# Your objective
Please rewrite all of the entries below, swapping "give integer pixel values" for "give whole-number pixel values" and leaving everything else unchanged.

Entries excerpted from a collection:
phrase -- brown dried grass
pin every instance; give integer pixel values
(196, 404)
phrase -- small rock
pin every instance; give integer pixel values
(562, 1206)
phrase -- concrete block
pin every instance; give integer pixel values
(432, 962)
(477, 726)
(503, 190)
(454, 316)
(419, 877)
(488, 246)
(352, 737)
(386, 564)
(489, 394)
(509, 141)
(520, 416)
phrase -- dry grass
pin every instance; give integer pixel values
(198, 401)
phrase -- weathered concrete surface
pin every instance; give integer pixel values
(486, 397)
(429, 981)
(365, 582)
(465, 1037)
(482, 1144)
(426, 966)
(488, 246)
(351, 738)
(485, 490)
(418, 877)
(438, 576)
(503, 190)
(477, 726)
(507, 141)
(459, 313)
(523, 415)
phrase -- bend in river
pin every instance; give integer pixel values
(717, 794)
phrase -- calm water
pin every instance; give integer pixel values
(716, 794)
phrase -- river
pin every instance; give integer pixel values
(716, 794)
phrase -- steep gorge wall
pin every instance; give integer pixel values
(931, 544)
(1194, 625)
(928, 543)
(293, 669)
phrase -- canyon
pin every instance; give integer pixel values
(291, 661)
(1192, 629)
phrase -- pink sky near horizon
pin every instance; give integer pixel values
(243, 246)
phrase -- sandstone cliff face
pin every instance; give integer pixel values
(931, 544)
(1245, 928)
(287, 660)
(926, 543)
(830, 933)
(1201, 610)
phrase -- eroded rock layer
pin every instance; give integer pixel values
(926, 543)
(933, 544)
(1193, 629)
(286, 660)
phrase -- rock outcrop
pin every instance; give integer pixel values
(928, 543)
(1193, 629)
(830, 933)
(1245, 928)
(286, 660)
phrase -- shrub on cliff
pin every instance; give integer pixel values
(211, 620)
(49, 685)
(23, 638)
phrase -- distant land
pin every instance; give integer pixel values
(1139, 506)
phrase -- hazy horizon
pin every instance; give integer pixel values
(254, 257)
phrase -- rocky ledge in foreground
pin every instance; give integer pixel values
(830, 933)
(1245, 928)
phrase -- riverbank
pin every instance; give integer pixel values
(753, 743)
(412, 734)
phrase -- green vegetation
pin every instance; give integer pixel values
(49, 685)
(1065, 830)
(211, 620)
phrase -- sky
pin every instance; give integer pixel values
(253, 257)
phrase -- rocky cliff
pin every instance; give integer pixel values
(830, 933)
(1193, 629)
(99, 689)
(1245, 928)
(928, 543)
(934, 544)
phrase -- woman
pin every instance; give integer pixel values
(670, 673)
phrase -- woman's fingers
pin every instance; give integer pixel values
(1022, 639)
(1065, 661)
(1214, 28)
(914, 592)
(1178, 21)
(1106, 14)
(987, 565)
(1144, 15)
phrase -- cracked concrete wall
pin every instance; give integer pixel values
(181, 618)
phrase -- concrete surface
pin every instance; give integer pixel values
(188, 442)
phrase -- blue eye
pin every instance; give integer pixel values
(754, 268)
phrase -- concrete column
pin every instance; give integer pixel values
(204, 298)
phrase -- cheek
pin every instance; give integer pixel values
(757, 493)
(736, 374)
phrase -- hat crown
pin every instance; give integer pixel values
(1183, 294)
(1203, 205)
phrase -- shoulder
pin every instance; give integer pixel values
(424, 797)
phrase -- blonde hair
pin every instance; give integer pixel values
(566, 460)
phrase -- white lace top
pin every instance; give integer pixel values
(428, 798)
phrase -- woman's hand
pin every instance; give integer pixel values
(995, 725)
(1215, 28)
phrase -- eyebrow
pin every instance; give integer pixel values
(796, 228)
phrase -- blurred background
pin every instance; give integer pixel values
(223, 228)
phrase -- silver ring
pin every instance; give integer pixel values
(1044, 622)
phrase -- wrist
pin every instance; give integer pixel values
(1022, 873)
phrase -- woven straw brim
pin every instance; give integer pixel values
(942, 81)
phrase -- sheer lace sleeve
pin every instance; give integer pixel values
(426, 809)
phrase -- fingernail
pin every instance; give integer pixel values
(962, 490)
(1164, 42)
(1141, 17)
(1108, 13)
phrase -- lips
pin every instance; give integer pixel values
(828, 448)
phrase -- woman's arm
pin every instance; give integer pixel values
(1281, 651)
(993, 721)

# Response for this exercise
phrase -- brown dried grass
pin every instance; give whole-number pixel values
(196, 404)
phrase -- small rock
pin every instance; give whole-number pixel values
(562, 1206)
phrase -- concrete block
pin every instance; give whole-number pixel values
(432, 962)
(477, 726)
(503, 190)
(454, 316)
(419, 877)
(488, 246)
(352, 737)
(386, 564)
(489, 394)
(509, 141)
(520, 416)
phrase -- dry grass
pin every instance; give whole-number pixel values
(198, 401)
phrase -- weathered concrete surface
pin every instance; give whole-number pixel values
(486, 397)
(429, 981)
(365, 582)
(465, 1037)
(482, 1144)
(426, 966)
(488, 246)
(351, 738)
(485, 490)
(418, 877)
(438, 576)
(503, 190)
(477, 726)
(507, 141)
(459, 313)
(523, 415)
phrase -- bend in river
pin every instance; give whole-number pixel values
(717, 794)
phrase -- calm water
pin every instance; give whole-number pixel values
(716, 794)
phrase -- river
pin every instance; give whole-number pixel values
(716, 794)
phrase -- steep gorge wall
pin every instance; give whole-number pixel values
(931, 544)
(1194, 625)
(928, 543)
(293, 669)
phrase -- canyon
pin every instance; give whole-number pixel values
(291, 661)
(1192, 629)
phrase -- pink sky near horizon
pin every instance; give whole-number pixel values
(243, 246)
phrase -- sandstone cliff face
pin every instance; give whole-number pixel values
(931, 544)
(1245, 928)
(287, 660)
(926, 543)
(830, 933)
(1201, 610)
phrase -- eroded rock layer
pin every instance; give whole-number pixel values
(926, 543)
(933, 544)
(1193, 629)
(286, 660)
phrase -- rock outcrop
pin every instance; give whole-number pixel values
(928, 543)
(1193, 629)
(830, 933)
(1245, 928)
(286, 660)
phrase -- shrub on cliff
pin every instance; give whole-number pixel values
(211, 620)
(49, 685)
(23, 638)
phrase -- distant land
pin every instance; give whole-number pixel values
(1139, 506)
phrase -- hazy horizon
pin every instance; give whole-number pixel values
(254, 257)
phrase -- rocky ledge in foreground
pin every instance; give whole-number pixel values
(830, 933)
(1245, 928)
phrase -- riverbank
pin every instance; give whole-number pixel values
(753, 743)
(412, 734)
phrase -- green vegetation
pin every instance; give whole-number pixel values
(49, 685)
(1065, 830)
(211, 620)
phrase -- sky
pin every instance; give whole-number pixel values
(253, 257)
phrase -- rocky cliff
pin every instance; give whole-number pixel values
(830, 933)
(1193, 629)
(99, 689)
(1245, 928)
(928, 543)
(934, 544)
phrase -- woman
pin every instance; give whole-number pixel values
(670, 673)
phrase -- woman's fingers
pin every instance; give whole-number pixel values
(1022, 639)
(1065, 661)
(1214, 28)
(914, 592)
(1178, 21)
(1106, 14)
(987, 565)
(1144, 15)
phrase -- cracked concrete wall
pin every instance; give whole-number pixel values
(181, 618)
phrase -- concrete surface
pin every instance; give whole-number pixel values
(188, 442)
phrase -- blue eye
pin every instance; give whole-number pixel values
(754, 268)
phrase -- concrete column
pin every instance; give whole-number pixel values
(204, 298)
phrase -- cheek
pin every instance; give whole-number pixel values
(757, 493)
(736, 374)
phrase -- hat crown
pin every instance; give whole-number pixel values
(1183, 294)
(1203, 205)
phrase -- shoulder
pin every instance; give whole-number pixel values
(424, 797)
phrase -- blonde hair
pin every instance; give whole-number pixel values
(566, 460)
phrase -- white lace top
pin every instance; give whole-number pixel values
(428, 798)
phrase -- woman's hand
pin every instance; give whole-number pixel values
(995, 725)
(1215, 28)
phrase -- eyebrow
pin every instance; give whole-number pixel values
(796, 228)
phrase -- blurred background
pin every instance; give whole-number pixel values
(223, 228)
phrase -- silver ring
pin every instance; give whole-number pixel values
(1044, 622)
phrase -- wrist
pin every instance; give whole-number pixel values
(1022, 873)
phrase -- woven straw brim
pin every instance; give whole-number pixel values
(942, 81)
phrase -- sheer lace sleeve
pin every instance; give whole-number pixel values
(426, 809)
phrase -- fingernail
pin every instance; give whole-number pixel values
(962, 490)
(1164, 42)
(1141, 17)
(1108, 13)
phrase -- lips
pin every instance; give whole-number pixel values
(828, 448)
phrase -- woman's arm
pin every instance; give whole-number pixel values
(1281, 651)
(993, 721)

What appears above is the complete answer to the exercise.